Provided text |
The human brain is not only an impressive learning engine but also a remarkable predictive engine: the simple action of grabbing an object involves a complex series of predictive actions (e.g., just anticipating the shape of the object), or the prediction of the position of the ball when playing tennis due to the high processing times required by vision.
A well-known theory named “Predictive Coding” and depicted in Figure 2 shows that some areas of the brain get inputs from other regions, provide predictions that get adjusted according to sensing. A number of theories on the critical topic of “Predictive Coding” such as the Free Energy Principle have been first explored using a Bayesian approach by Friston in 2005. Other theories state that the ability to learn with very few labels relies on the brain’s ability to build a predictive model of the world mostly thanks to observation allowing a human to quickly learn and predict. This is in contrast with existing supervised machine learning techniques in Artificial Intelligence (AI) that require a massive amount of labeled data to train a model. Similarities with a predictive Internet will be shown later in the document.
The same challenge exists for reinforcement learning techniques that also require huge amount of action/feedback to efficiently train a model. Such challenges gave rise to new approaches in Machine Learning such as Self-Supervised learning where knowledge/learning is performed with no supervision on large amount of data that are then augmented with additional labels.
Other forms of predictions involving hierarchical structures (Hierarchical coding) with interaction between sensing and prediction (in different brain areas communicating via different layers of the neocortex) are also very well-known in vision, auditory pathways and Natural language processing.
Higher level predictions are also known to be performed in the PreFrontal Cortext (PFC). Without elaborating too much, the ability to decide (Automate in networking terms) is also a key ability human (and animals) have that heavily involves the Orbito Frontal Cortex (OFC).
The interplay between AI and Neuroscience, which promises significant benefits for each discipline, is discussed in detail in (Vasseur J. , AI and Neuroscience: the ( incredible ) promise of tomorrow, 2023).
3.2 The much-needed ability for networks to learn
It is an unescapable fact that most of the control plane networking technologies do not incorporate learning. Instead, today’s technologies and protocols rather focus on the ability to react as quickly as possible using current states that do not leverage any form of learning and predictive capabilities.
Imagine a human brain incapable of learning and rather just reacting!

Required task | From the passage on brain prediction and network learning, list every type of machine learning technique it names.

Stored records |

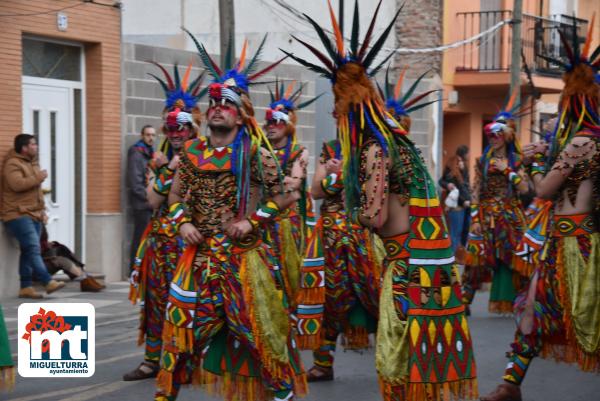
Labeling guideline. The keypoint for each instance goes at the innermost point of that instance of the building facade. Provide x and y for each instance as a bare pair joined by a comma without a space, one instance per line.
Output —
476,75
61,81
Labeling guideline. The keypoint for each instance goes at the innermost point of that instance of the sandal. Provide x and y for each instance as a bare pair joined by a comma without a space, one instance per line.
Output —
146,370
319,374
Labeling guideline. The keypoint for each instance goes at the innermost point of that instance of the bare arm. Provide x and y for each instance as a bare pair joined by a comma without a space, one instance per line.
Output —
17,180
374,196
175,193
578,149
316,188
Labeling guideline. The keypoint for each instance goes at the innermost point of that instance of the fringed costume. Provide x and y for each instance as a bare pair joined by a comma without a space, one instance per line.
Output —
288,232
7,368
498,212
160,247
424,346
558,316
228,328
352,261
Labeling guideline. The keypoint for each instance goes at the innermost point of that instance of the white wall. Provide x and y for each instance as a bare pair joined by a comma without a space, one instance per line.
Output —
158,22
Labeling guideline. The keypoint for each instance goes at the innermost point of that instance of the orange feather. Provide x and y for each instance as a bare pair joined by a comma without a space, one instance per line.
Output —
186,77
398,86
588,39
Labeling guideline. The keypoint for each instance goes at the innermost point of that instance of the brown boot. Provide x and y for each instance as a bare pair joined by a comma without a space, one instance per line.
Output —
54,285
89,284
504,392
29,292
319,374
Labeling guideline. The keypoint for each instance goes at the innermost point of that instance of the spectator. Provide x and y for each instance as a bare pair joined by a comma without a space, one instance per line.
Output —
138,157
456,178
58,257
23,212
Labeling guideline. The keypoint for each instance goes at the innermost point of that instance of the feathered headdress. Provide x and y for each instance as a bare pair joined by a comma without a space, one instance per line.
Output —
231,83
283,107
578,107
503,124
359,109
181,100
399,104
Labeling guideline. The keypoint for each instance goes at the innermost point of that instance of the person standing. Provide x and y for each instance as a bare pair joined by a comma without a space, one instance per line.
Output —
456,178
7,367
138,157
23,212
228,327
558,316
387,188
157,256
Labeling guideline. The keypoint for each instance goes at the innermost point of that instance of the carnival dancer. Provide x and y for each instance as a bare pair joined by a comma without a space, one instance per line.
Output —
423,346
228,327
497,214
7,368
351,257
160,245
559,314
287,232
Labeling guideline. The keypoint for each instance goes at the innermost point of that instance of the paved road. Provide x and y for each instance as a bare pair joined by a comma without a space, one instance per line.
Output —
116,353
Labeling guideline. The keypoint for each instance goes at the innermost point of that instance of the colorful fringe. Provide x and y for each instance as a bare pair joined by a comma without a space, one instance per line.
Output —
401,339
311,295
7,369
502,224
557,317
228,291
529,251
348,277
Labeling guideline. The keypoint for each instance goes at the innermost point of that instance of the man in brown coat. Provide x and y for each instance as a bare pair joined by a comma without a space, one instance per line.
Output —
23,212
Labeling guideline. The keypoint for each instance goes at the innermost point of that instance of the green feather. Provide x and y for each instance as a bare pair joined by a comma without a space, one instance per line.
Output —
370,57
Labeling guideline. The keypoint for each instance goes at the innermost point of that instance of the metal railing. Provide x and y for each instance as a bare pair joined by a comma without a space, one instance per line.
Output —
493,52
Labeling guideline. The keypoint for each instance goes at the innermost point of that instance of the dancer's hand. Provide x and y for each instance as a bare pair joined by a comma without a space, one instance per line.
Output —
239,229
498,164
160,159
190,234
333,166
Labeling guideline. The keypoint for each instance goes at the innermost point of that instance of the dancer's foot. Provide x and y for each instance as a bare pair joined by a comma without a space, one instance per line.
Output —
145,370
319,374
504,392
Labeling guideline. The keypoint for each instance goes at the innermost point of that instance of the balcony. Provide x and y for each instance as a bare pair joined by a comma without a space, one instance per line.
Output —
491,54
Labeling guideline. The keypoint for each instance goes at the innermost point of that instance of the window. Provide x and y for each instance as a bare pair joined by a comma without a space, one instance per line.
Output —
51,60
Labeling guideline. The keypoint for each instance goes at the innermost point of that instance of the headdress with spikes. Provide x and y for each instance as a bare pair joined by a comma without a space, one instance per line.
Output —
283,107
362,117
399,104
503,124
181,99
578,107
231,83
359,109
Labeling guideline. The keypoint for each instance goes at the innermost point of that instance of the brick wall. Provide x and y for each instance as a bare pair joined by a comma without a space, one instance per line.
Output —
419,25
98,27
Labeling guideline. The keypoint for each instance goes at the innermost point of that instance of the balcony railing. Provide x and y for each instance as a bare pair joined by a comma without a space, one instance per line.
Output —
539,35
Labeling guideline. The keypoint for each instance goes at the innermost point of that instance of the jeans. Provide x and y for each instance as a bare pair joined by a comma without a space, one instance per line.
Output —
27,232
457,221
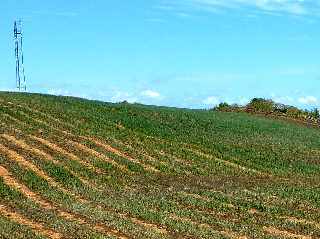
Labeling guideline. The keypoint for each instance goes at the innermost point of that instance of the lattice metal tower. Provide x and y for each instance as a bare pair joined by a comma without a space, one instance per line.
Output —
18,39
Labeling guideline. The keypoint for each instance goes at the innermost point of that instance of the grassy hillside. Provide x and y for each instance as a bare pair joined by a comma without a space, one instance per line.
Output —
72,168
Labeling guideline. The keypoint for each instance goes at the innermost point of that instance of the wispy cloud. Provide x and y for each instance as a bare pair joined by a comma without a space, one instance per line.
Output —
211,100
57,13
151,94
292,7
308,100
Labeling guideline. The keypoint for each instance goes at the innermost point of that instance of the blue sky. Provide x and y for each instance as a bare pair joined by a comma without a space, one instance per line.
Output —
185,53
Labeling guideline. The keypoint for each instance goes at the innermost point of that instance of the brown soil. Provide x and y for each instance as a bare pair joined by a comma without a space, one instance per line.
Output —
60,150
124,155
94,153
36,227
283,233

Solved exercise |
- Supervised machine learning
- Reinforcement learning
- Self-Supervised learning